### DIRECTIONS FOR THIS TASK
Copy out all of the data that follows, exactly as it appears.

### MATERIAL PROVIDED
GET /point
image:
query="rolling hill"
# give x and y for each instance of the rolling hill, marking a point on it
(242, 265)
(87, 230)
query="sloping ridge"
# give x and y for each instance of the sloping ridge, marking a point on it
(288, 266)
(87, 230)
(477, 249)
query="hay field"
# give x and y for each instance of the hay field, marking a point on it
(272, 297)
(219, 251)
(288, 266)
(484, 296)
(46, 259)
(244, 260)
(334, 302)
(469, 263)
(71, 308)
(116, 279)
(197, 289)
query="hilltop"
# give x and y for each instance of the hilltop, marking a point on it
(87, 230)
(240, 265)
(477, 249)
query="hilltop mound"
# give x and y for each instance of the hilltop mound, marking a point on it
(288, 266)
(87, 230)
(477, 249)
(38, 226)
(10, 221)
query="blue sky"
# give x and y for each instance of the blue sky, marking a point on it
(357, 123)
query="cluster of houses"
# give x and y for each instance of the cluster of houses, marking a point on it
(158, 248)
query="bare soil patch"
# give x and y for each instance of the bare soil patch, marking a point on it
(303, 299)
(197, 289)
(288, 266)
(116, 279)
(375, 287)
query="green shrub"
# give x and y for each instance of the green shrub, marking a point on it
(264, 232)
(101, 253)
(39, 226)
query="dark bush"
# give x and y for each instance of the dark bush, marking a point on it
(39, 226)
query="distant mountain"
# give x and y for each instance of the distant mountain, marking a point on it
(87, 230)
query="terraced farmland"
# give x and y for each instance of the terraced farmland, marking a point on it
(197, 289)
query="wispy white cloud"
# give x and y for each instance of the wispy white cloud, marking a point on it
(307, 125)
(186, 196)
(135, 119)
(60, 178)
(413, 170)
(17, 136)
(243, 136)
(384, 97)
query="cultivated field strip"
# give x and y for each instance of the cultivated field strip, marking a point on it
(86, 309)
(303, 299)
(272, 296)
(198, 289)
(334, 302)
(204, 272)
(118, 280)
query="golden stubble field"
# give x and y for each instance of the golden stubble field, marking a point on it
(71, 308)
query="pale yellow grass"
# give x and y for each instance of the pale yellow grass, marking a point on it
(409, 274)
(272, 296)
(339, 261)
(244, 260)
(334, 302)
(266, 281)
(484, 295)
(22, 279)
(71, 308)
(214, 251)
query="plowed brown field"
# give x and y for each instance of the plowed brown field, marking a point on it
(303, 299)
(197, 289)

### RESULT
GET /point
image:
query="rolling hill"
# give x and y for each instance of the rolling hill, marking a point on it
(242, 265)
(87, 230)
query="sloping ridge"
# give x and y for each instance of the sloping ridge, marking a point on it
(288, 266)
(87, 230)
(477, 249)
query="hay field"
# give x and y for each instance of the hay field, marking a point on it
(272, 297)
(219, 251)
(288, 266)
(484, 296)
(46, 259)
(244, 260)
(334, 302)
(469, 263)
(71, 308)
(116, 279)
(197, 289)
query="hilltop"
# give x and y for each instance of the hilltop, marking a point on it
(87, 230)
(240, 265)
(477, 249)
query="hilltop mound"
# give x and y for each instance of the hilltop mound, marking a point on it
(288, 266)
(87, 230)
(477, 249)
(38, 226)
(10, 221)
query="blue sky"
# give x and y for each instance of the blue sky, marking a point on it
(357, 123)
query="cluster of houses"
# give x and y for each instance of the cluster of houses, marking a point on it
(158, 248)
query="bare soil patch"
# give x and y for each instance of the bare soil patch, marking a point on it
(303, 299)
(197, 289)
(288, 266)
(116, 279)
(375, 287)
query="green shrub"
# give x and y for each instance of the green shrub, marking a point on it
(264, 232)
(101, 253)
(39, 226)
query="dark bush"
# give x and y for each instance of the dark bush, marking a point on it
(39, 226)
query="distant mountain"
# give x and y for each instance of the distant mountain, marking a point on it
(87, 230)
query="terraced farmland"
# give x and y for each instance of the terraced farmland, marking a point on it
(197, 289)
query="wispy white cloud"
# give x and y for each instance of the wispy white cloud, marking a point on it
(307, 125)
(186, 196)
(135, 119)
(60, 178)
(413, 170)
(17, 136)
(243, 136)
(384, 97)
query="cultivated field strip"
# give x and y for each instance of the cultivated field strip, marking a point on it
(86, 309)
(303, 299)
(272, 296)
(198, 289)
(334, 302)
(204, 272)
(118, 280)
query="golden stubble field"
# give x and y for each instance of the golden stubble field, marking a point on it
(71, 308)
query="pale yellow grass"
# give x and y for each instance of the pale yellow grass, marking a point on it
(409, 274)
(272, 296)
(339, 261)
(244, 260)
(334, 302)
(266, 281)
(484, 295)
(22, 279)
(71, 308)
(214, 251)
query="plowed brown field"
# give x and y for each instance of the plowed brown field, marking a point on it
(303, 299)
(197, 289)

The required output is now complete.